**Exercise prompt**
Please restate the following records word for word.
============
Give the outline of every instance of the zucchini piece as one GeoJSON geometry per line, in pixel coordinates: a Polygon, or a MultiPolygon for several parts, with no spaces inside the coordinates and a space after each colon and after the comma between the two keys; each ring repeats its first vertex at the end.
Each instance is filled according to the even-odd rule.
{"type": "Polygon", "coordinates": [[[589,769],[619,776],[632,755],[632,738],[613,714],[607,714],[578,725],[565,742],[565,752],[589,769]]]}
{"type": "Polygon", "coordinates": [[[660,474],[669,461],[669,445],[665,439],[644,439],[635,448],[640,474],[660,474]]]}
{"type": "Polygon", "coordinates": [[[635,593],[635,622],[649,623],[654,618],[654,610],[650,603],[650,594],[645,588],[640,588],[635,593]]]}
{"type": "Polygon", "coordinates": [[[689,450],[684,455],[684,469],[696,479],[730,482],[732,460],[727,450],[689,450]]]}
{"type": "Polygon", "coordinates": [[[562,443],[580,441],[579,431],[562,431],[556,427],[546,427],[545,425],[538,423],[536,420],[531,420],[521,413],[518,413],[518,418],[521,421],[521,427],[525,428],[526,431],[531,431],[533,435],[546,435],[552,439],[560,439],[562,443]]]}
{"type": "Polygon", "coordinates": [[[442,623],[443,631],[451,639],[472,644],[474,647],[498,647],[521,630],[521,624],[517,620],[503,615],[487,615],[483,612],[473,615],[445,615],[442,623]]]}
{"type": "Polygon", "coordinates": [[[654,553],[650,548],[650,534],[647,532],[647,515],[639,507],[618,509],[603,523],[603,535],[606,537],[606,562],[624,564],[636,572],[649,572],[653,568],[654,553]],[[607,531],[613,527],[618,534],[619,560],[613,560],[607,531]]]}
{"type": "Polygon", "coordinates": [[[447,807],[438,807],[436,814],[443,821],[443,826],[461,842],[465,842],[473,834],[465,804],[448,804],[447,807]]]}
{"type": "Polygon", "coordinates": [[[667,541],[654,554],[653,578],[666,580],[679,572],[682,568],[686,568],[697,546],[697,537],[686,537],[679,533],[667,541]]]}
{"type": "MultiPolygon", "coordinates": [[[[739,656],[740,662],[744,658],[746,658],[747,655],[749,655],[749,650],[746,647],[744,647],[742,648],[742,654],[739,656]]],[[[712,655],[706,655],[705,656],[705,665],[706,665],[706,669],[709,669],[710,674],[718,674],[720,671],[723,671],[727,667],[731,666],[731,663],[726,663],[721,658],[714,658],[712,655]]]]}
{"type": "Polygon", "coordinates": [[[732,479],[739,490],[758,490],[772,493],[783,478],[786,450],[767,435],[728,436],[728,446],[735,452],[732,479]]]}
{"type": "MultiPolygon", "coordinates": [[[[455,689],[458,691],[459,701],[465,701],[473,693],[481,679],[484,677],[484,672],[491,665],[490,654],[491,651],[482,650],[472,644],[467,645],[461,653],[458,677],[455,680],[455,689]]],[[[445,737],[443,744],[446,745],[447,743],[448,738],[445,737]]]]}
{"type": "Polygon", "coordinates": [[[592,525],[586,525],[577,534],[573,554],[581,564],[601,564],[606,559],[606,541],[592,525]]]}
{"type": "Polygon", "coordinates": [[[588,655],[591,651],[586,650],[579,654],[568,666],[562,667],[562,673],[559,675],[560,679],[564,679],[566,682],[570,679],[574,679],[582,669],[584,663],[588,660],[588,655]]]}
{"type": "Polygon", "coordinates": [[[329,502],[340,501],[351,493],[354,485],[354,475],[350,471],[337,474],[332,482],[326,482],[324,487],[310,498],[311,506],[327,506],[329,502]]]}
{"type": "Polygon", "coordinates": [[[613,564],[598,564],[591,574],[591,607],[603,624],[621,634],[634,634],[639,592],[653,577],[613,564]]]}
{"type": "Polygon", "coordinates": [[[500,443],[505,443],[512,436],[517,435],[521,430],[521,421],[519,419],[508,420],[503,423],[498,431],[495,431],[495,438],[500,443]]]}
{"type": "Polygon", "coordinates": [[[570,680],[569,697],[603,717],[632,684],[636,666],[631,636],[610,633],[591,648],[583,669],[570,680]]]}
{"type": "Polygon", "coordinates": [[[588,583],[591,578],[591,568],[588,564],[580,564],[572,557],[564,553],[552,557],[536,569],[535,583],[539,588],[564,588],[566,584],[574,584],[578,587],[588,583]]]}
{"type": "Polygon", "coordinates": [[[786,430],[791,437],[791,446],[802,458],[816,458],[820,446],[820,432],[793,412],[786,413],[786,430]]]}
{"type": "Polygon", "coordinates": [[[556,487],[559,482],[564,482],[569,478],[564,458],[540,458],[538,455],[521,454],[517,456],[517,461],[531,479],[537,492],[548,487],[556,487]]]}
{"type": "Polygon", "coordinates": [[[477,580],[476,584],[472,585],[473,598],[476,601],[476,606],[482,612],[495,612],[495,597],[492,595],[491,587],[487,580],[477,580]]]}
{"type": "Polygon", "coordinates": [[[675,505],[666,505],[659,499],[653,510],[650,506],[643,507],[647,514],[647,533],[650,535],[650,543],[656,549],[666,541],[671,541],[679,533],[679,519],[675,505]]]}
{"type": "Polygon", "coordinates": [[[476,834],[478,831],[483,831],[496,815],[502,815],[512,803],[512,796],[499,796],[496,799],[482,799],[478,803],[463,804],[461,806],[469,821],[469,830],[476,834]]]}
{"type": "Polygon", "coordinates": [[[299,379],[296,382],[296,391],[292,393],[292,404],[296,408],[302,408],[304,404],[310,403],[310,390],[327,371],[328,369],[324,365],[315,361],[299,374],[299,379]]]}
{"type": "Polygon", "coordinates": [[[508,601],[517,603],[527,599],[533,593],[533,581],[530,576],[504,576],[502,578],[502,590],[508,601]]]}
============
**Task response**
Give the outline of every instance of the zucchini piece as one GeoJSON geometry per line, in pixel coordinates: a Polygon, or a MultiPolygon for several parts, with no spaces inside the coordinates and a space after each colon and after the comma between the two keys; each ring repeats its first vertex at the end.
Each instance is filled according to the even-odd rule.
{"type": "Polygon", "coordinates": [[[589,769],[619,776],[632,755],[632,738],[613,714],[607,714],[578,725],[565,742],[565,752],[589,769]]]}
{"type": "Polygon", "coordinates": [[[660,474],[669,461],[669,445],[665,439],[644,439],[635,448],[640,474],[660,474]]]}
{"type": "Polygon", "coordinates": [[[635,593],[635,622],[649,623],[654,618],[654,610],[650,603],[650,594],[645,588],[640,588],[635,593]]]}
{"type": "Polygon", "coordinates": [[[689,450],[684,455],[684,469],[696,479],[730,482],[732,460],[727,450],[689,450]]]}
{"type": "Polygon", "coordinates": [[[562,443],[580,441],[579,431],[562,431],[556,427],[546,427],[545,425],[538,423],[536,420],[531,420],[521,413],[518,413],[518,418],[521,421],[521,427],[525,428],[526,431],[531,431],[533,435],[546,435],[552,439],[560,439],[562,443]]]}
{"type": "Polygon", "coordinates": [[[442,623],[443,631],[451,639],[472,644],[474,647],[498,647],[521,630],[521,624],[517,620],[503,615],[487,615],[483,612],[473,615],[445,615],[442,623]]]}
{"type": "Polygon", "coordinates": [[[654,553],[650,548],[650,534],[647,532],[647,515],[639,507],[618,509],[603,523],[603,535],[606,537],[606,562],[624,564],[636,572],[649,572],[653,568],[654,553]],[[607,531],[613,527],[618,534],[619,560],[613,560],[607,531]]]}
{"type": "Polygon", "coordinates": [[[447,807],[438,807],[436,814],[443,821],[443,826],[461,842],[465,842],[473,834],[465,804],[448,804],[447,807]]]}
{"type": "Polygon", "coordinates": [[[667,541],[654,554],[653,578],[666,580],[679,572],[682,568],[686,568],[697,546],[697,537],[686,537],[679,533],[667,541]]]}
{"type": "MultiPolygon", "coordinates": [[[[739,656],[740,662],[744,658],[746,658],[747,655],[749,655],[749,650],[746,647],[744,647],[742,648],[742,654],[739,656]]],[[[712,655],[706,655],[705,656],[705,665],[706,665],[706,669],[709,669],[710,674],[718,674],[720,671],[723,671],[727,667],[731,666],[731,663],[726,663],[721,658],[714,658],[712,655]]]]}
{"type": "Polygon", "coordinates": [[[732,479],[739,490],[758,490],[772,493],[783,478],[786,450],[767,435],[728,436],[728,446],[735,452],[732,479]]]}
{"type": "MultiPolygon", "coordinates": [[[[455,689],[458,691],[459,701],[465,701],[473,693],[481,679],[484,677],[484,672],[491,665],[490,654],[491,651],[482,650],[472,644],[467,645],[461,653],[458,677],[455,680],[455,689]]],[[[445,737],[443,744],[446,745],[447,743],[448,738],[445,737]]]]}
{"type": "Polygon", "coordinates": [[[592,525],[586,525],[577,534],[573,554],[581,564],[601,564],[606,559],[606,541],[592,525]]]}
{"type": "Polygon", "coordinates": [[[588,655],[591,651],[586,650],[579,654],[568,666],[562,667],[562,673],[559,675],[560,679],[564,679],[566,682],[570,679],[574,679],[582,669],[584,663],[588,660],[588,655]]]}
{"type": "Polygon", "coordinates": [[[329,502],[340,501],[351,493],[354,485],[354,475],[350,471],[337,474],[332,482],[326,482],[324,487],[310,498],[311,506],[327,506],[329,502]]]}
{"type": "Polygon", "coordinates": [[[613,564],[598,564],[591,574],[591,607],[603,624],[621,634],[634,634],[639,592],[653,577],[613,564]]]}
{"type": "Polygon", "coordinates": [[[500,443],[505,443],[512,436],[517,435],[521,430],[521,421],[519,419],[508,420],[503,423],[498,431],[495,431],[495,438],[500,443]]]}
{"type": "Polygon", "coordinates": [[[570,680],[569,697],[603,717],[632,684],[636,666],[631,636],[610,633],[591,648],[583,669],[570,680]]]}
{"type": "Polygon", "coordinates": [[[588,583],[591,578],[591,568],[588,564],[580,564],[572,557],[564,553],[552,557],[536,569],[535,583],[539,588],[564,588],[566,584],[574,584],[578,587],[588,583]]]}
{"type": "Polygon", "coordinates": [[[786,430],[791,437],[791,446],[802,458],[816,458],[820,446],[820,432],[793,412],[786,413],[786,430]]]}
{"type": "Polygon", "coordinates": [[[556,487],[559,482],[564,482],[569,478],[564,458],[540,458],[538,455],[521,454],[517,456],[517,461],[531,479],[537,492],[548,487],[556,487]]]}
{"type": "Polygon", "coordinates": [[[477,580],[476,584],[472,585],[473,598],[476,601],[476,606],[482,612],[495,612],[495,597],[492,595],[491,587],[487,580],[477,580]]]}
{"type": "Polygon", "coordinates": [[[675,505],[666,505],[659,499],[653,510],[650,506],[643,507],[647,514],[647,533],[650,535],[650,543],[656,549],[666,541],[671,541],[679,533],[679,519],[675,505]]]}
{"type": "Polygon", "coordinates": [[[476,834],[478,831],[483,831],[496,815],[502,815],[512,803],[512,796],[499,796],[496,799],[482,799],[478,803],[463,804],[461,806],[469,821],[469,830],[476,834]]]}
{"type": "Polygon", "coordinates": [[[299,379],[296,382],[296,391],[292,393],[292,404],[296,408],[302,408],[304,404],[310,403],[310,390],[327,371],[328,369],[324,365],[315,361],[299,374],[299,379]]]}
{"type": "Polygon", "coordinates": [[[508,601],[517,603],[527,599],[533,593],[533,581],[530,576],[504,576],[502,578],[502,590],[508,601]]]}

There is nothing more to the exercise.